==== DOCUMENT PASSAGE
Granted, it is wise and desirable to organize a society in such a way that minimizes the incentive to behave greedily. Happily, capitalism has a far superior track record to competing economic systems in producing a people of cheerful givers. The United States, whose economic structure is among the most capitalistic, is also unrivaled in generosity. One of the reasons people in a capitalist society are more generous is because capitalism produces greater wealth. And greater wealth provides people with greater opportunities to be generous.


Some who scoff at a capitalist society presumably based on greed advocate the means of production operate under some public-political ownership where all legal production and distribution decisions will be made by the ruling class to ensure “appropriate” distribution of the wealth. In other words, socialism. In a socialist system, if you were in the business of producing pencils you wouldn’t own the company, equipment, or supplies—the government would. Further, the quantity of pencils you would be making wouldn’t be based on how many pencils your customers wanted to buy or how much they were willing to pay, but on the quotas mandated by the government. And let’s not forget your pay: Your salary wouldn’t necessarily increase if you worked hard at making the best or the cheapest or most unique or the most pencils and therefore were able to sell more than your competition. That too would be decided by the government in a manner that was deemed “fair” by faceless bureaucrats you’d likely never meet.


Yet it is not the capitalist but the socialist who is obsessed with property and greed, for the socialist reduces the aspirations of mankind to a question of how we can best spread around all our material possessions. It should not be taken for granted that socialism often strongly correlates with materialism and determinism, which make sense in a reality where humans are nothing more than a grouping of atoms in a pre-arranged universe. Socialism views humans chiefly as material animals rather than spiritual beings, reducing questions of human happiness and actualization to economic formulas. Class warfare, poverty, wants, needs—salvation from all of life’s challenges is to be found in pursuit of materialistic utopia because matter is all there is room for in the socialist worldview. As the Philosophical Conservative blog notes:

“Material substance is the core and the god of socialist ideology. It is the belief that human salvation is a matter of gathering enough material substance and then spreading it about. But there is a little problem known as scarcity. The free enterprise approach understands that the true key is prosperity not wealth. The human assets that separate a thriving society from a failing or an unstable society are not physical, they are: ideas, originality and innovation. The free enterprise system has the intangible as its focus.”

When the state owns the means of production it owns you. The state dictates how much you produce and how much you make. From this vantage point it is easy to see the correlation between freedom and property. If you are not free to own property, you’re not free to produce, distribute, or earn as you see fit. Those who are not free to work, produce, distribute, or earn as they desire are not free to pursue their own happiness. Here again is the link between the pursuit of property and happiness: Humanity’s actualization is to be found in the pursuit of one’s self-interests, not purely material acquisition.


In Part II we’ll turn our attention to the allure of socialism for Millennials.


*The “What Conservatives Believe” series was inspired by Russell Kirk’s “Ten Conservative Principles”. As a diligent student of conservatism my aim in this series is not to improve upon his manifesto—a task for which I’m hardly qualified—but to restate his ideas in a more digestible manner for the political layman who’d like to know what it means to be a conservative without having to read an academic paper.
========
==== ENTRIES PROVIDED
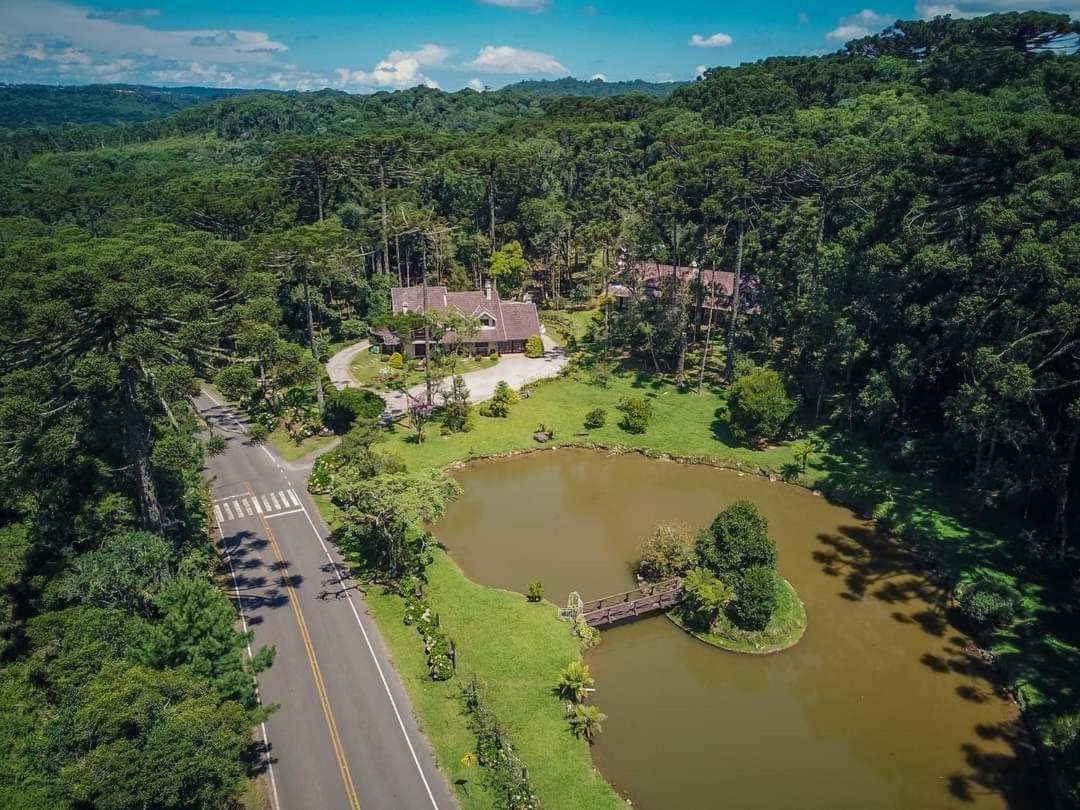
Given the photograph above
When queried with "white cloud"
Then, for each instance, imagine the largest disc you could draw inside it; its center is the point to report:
(977, 8)
(57, 41)
(507, 59)
(862, 24)
(526, 4)
(97, 34)
(399, 69)
(123, 14)
(716, 40)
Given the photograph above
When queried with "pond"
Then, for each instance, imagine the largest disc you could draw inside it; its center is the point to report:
(885, 703)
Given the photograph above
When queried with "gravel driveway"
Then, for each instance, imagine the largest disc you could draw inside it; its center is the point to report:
(516, 369)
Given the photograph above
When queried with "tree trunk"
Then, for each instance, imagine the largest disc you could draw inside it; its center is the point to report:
(729, 367)
(386, 221)
(490, 211)
(704, 353)
(397, 258)
(311, 339)
(1066, 503)
(137, 448)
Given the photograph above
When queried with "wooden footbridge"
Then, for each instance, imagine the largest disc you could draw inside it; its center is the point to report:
(625, 606)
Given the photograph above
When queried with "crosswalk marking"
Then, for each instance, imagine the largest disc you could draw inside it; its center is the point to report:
(270, 504)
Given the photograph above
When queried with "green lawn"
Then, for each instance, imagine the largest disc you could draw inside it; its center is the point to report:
(561, 325)
(293, 450)
(518, 649)
(684, 423)
(374, 370)
(785, 629)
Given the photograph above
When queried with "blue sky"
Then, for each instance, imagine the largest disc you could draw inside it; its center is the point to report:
(361, 45)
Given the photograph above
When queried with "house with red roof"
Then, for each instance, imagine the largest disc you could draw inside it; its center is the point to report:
(649, 279)
(501, 326)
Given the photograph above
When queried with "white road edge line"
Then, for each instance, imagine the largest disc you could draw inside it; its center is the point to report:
(291, 512)
(370, 649)
(243, 623)
(367, 640)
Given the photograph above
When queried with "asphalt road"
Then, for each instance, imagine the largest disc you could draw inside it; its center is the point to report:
(345, 736)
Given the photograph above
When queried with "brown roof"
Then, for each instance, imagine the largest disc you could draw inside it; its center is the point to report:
(721, 280)
(513, 320)
(718, 284)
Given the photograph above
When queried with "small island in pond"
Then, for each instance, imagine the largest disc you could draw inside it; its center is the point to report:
(732, 596)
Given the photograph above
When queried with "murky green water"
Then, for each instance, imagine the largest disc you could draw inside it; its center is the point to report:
(882, 704)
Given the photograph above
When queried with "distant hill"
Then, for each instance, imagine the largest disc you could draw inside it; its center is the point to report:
(42, 105)
(596, 88)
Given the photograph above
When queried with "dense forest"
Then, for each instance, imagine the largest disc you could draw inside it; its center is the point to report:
(24, 106)
(906, 213)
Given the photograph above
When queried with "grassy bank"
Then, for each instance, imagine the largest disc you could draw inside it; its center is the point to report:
(785, 629)
(518, 647)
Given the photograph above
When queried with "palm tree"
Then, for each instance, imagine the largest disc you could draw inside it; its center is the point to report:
(802, 450)
(586, 721)
(574, 682)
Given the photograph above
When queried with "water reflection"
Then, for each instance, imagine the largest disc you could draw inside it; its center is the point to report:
(885, 703)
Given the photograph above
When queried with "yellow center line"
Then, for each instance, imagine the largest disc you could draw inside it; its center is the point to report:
(316, 673)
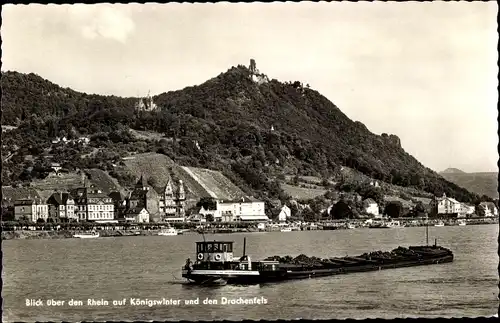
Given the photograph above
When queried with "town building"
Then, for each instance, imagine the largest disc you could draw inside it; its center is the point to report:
(93, 205)
(371, 207)
(31, 209)
(229, 211)
(172, 201)
(120, 203)
(487, 209)
(445, 206)
(137, 215)
(143, 196)
(285, 214)
(201, 216)
(62, 207)
(466, 210)
(207, 213)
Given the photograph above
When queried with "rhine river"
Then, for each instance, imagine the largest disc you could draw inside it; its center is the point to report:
(150, 267)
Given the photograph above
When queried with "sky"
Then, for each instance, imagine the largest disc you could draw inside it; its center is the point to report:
(426, 72)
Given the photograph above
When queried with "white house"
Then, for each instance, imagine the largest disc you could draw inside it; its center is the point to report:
(466, 210)
(228, 211)
(446, 205)
(285, 213)
(488, 209)
(31, 208)
(371, 207)
(138, 215)
(207, 212)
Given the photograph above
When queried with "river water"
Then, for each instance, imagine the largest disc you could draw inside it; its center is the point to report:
(149, 267)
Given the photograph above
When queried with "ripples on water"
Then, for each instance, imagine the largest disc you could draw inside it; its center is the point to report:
(149, 267)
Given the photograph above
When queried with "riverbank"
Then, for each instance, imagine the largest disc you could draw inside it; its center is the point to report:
(107, 233)
(67, 234)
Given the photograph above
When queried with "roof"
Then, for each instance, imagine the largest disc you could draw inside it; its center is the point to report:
(11, 194)
(254, 217)
(404, 202)
(117, 196)
(424, 200)
(28, 201)
(489, 205)
(59, 198)
(135, 210)
(140, 193)
(242, 200)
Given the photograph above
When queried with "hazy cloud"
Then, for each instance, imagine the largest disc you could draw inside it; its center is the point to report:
(102, 21)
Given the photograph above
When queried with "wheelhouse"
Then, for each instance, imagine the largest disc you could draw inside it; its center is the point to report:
(214, 251)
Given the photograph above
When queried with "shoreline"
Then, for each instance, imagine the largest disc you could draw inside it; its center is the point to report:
(68, 234)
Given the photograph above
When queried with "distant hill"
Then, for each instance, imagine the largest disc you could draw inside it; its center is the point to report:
(199, 182)
(240, 123)
(452, 171)
(479, 183)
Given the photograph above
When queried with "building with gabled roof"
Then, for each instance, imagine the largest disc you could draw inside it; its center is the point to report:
(172, 201)
(143, 196)
(62, 207)
(487, 209)
(31, 208)
(137, 215)
(93, 205)
(445, 206)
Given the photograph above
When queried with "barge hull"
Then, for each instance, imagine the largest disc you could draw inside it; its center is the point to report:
(282, 275)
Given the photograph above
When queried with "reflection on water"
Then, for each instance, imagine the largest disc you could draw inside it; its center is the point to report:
(149, 268)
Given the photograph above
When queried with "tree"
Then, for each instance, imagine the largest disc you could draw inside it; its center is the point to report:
(210, 217)
(152, 181)
(208, 203)
(394, 209)
(253, 66)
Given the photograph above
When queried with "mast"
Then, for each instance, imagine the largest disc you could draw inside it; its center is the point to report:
(427, 228)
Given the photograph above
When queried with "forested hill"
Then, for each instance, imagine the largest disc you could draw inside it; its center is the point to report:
(247, 126)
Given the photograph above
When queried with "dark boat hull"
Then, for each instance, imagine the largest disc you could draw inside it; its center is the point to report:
(258, 277)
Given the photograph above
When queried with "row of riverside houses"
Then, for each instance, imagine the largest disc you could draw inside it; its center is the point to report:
(450, 207)
(143, 204)
(89, 203)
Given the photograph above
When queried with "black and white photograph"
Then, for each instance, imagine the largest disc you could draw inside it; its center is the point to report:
(249, 161)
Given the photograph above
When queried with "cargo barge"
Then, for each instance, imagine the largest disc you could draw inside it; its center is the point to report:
(215, 264)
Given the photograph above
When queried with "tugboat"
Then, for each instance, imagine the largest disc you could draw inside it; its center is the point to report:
(216, 265)
(86, 235)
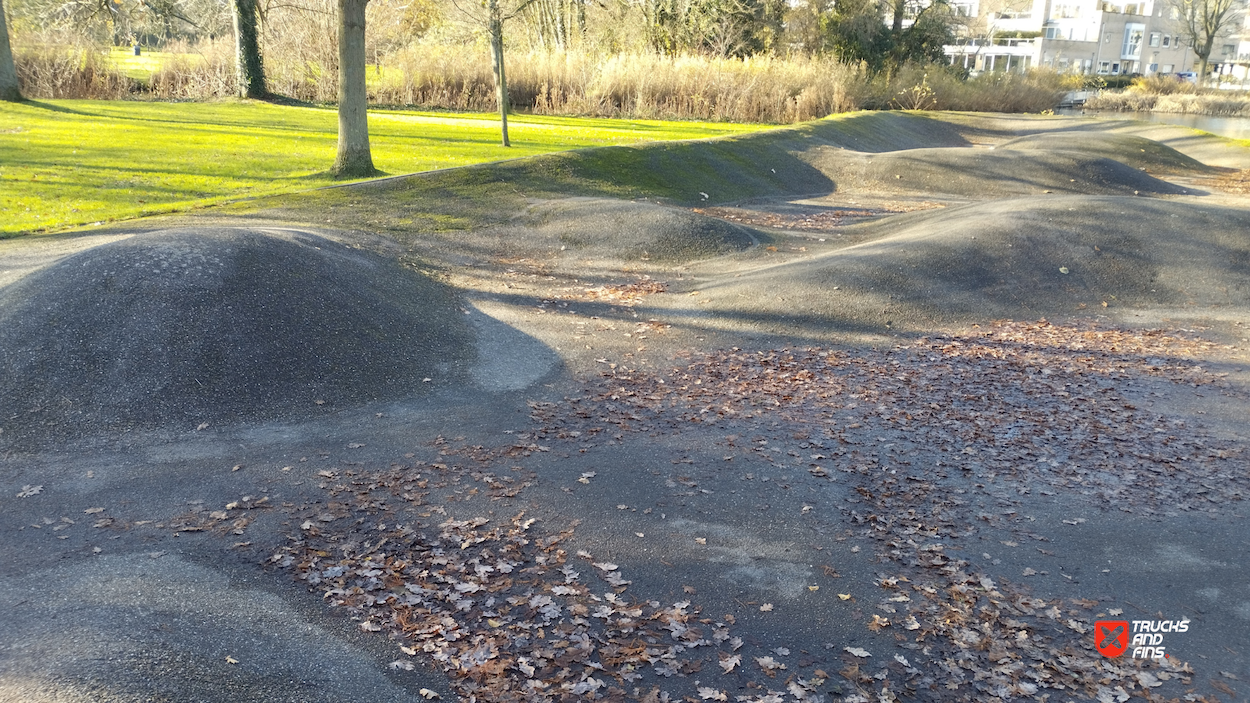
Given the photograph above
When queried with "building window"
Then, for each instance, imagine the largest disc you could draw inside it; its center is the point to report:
(1133, 35)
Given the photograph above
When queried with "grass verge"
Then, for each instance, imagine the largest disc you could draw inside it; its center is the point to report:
(66, 163)
(681, 173)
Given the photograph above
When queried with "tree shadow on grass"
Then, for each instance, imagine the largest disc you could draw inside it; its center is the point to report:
(56, 108)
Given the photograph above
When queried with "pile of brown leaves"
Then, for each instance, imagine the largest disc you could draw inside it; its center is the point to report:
(1020, 407)
(815, 220)
(1236, 182)
(615, 294)
(509, 614)
(1031, 405)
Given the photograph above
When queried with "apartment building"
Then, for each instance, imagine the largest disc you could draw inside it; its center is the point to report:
(1085, 36)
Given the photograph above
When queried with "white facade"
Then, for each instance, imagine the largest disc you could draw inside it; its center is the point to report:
(1085, 36)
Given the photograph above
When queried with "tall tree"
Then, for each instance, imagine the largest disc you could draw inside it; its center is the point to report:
(496, 61)
(250, 65)
(1203, 21)
(9, 88)
(494, 20)
(354, 158)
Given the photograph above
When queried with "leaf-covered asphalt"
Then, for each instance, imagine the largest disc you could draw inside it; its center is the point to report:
(919, 452)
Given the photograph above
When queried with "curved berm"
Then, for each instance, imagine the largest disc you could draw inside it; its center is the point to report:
(184, 327)
(625, 230)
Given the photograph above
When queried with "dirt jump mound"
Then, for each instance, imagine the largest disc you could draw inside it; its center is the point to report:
(209, 325)
(624, 230)
(985, 173)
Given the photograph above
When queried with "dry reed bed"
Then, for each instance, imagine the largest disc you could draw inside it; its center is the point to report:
(629, 85)
(1236, 105)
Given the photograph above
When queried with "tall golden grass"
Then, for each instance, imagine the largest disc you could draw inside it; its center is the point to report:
(1165, 94)
(765, 89)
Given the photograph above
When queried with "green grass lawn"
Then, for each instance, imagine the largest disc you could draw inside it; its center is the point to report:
(68, 163)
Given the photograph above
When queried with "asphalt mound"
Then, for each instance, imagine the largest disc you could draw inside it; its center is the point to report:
(184, 327)
(986, 173)
(1136, 151)
(1019, 259)
(628, 230)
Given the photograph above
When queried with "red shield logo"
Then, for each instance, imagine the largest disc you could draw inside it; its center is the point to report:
(1111, 637)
========
Copy word for word everything in the passage on capitalism and socialism from "Granted, it is" down to "to be generous.". You won't need the saved entries for anything here.

▶ TASK RESPONSE
Granted, it is wise and desirable to organize a society in such a way that minimizes the incentive to behave greedily. Happily, capitalism has a far superior track record to competing economic systems in producing a people of cheerful givers. The United States, whose economic structure is among the most capitalistic, is also unrivaled in generosity. One of the reasons people in a capitalist society are more generous is because capitalism produces greater wealth. And greater wealth provides people with greater opportunities to be generous.